TEXTE À LIRE —
************

LOTO-COVID : un gratteux avec ça ?
Dans le but d’inciter les jeunes adultes à aller se faire vacciner contre la COVID-19, le gouvernement du Québec y est allé d’un élan d’originalité sans précédent en lançant une loterie où les participants pourront gagner des montants d’argent ou des bourses d’études.
Une fois parti, pourquoi ne pas offrir aussi des gratteux à nos valeureux volontaires !
LE MOT LOTERIE FAIT VIEUX JEU
Pas besoin d’être devin pour prévoir que les effets escomptés de cette loterie ne seront pas au rendez-vous. À lui seul, le mot loterie fait vieux jeu, sent la poussière et fait remonter en moi ces souvenirs de personnes âgées combien de fois vues au dépanneur du coin en train de renouveler leurs nombreux billets de loterie qu’elles prennent la peine ensuite de bien ranger dans leurs étuis en plastique.
Proposer une loterie à ces jeunes adultes pour les inciter à se faire vacciner, c’est comme tenter d’attirer des lions dans une cage en leur présentant, attachées au bout d’une perche, des bananes trop mûres. « Boring !» pensera tout bas le carnivore, et « OK boomer ! » répondront les jeunes ados devant l’offre affriolante du gouvernement.
Comble de l’incongruité, il sera demandé à ces jeunes d’aller s’enregistrer sur le site de Clic Santé pour participer à la loterie une fois qu’ils auront reçu leurs deux doses, eux qui n’ont pas encore trouvé le temps d’y aller une première fois pour prendre un rendez-vous afin de se faire vacciner…
Offrez-leur des billets de spectacle, des téléphones intelligents, des consoles de jeux vidéo, des casques d’écoute, des abonnements à des sites de musique en ligne et vous les verrez faire la queue dans un centre de vaccination pour avoir la chance de mettre la main sur l’un de ces prix prestigieux.
Alors qu’il voulait montrer que l’église catholique était elle aussi en mesure de se renouveler, le cardinal Jean-claude Turcotte affirma un jour à un journaliste que lui aussi pouvait « être dans le vent ». En utilisant cette expression désuète, il montrait, sans s’en rendre compte, combien le travail de renouvellement de son institution religieuse allait être ardu…
Le gouvernement se comporte un peu de la même façon avec sa loterie. En brandissant ce hochet d’une autre génération, il vient confirmer à ces jeunes adultes qu’ils sont dirigés par une bande de « mononcles » déconnectés de leur réalité.
DES CITOYENS RESPONSABLES
Mais soyons un peu sérieux : le fait de devoir offrir ainsi des cadeaux à des jeunes adultes pour les inciter à faire leur simple devoir est la preuve flagrante que notre système d’éducation n’a pas su remplir une de ses missions principales qui consiste à faire d’eux des citoyens.

************

CONSIGNE — Recopiez fidèlement le passage du texte sur la loterie de vaccination, depuis « Une fois parti, pourquoi » jusqu'à « affriolante du gouvernement. » inclus. Le matériel qui suit provient d'une autre source que le texte.

DONNÉES PRÉSENTÉES —
************

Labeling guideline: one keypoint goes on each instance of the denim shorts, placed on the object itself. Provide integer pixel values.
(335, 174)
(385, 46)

************

EXERCICE CORRIGÉ —
Une fois parti, pourquoi ne pas offrir aussi des gratteux à nos valeureux volontaires !
LE MOT LOTERIE FAIT VIEUX JEU
Pas besoin d’être devin pour prévoir que les effets escomptés de cette loterie ne seront pas au rendez-vous. À lui seul, le mot loterie fait vieux jeu, sent la poussière et fait remonter en moi ces souvenirs de personnes âgées combien de fois vues au dépanneur du coin en train de renouveler leurs nombreux billets de loterie qu’elles prennent la peine ensuite de bien ranger dans leurs étuis en plastique.
Proposer une loterie à ces jeunes adultes pour les inciter à se faire vacciner, c’est comme tenter d’attirer des lions dans une cage en leur présentant, attachées au bout d’une perche, des bananes trop mûres. « Boring !» pensera tout bas le carnivore, et « OK boomer ! » répondront les jeunes ados devant l’offre affriolante du gouvernement.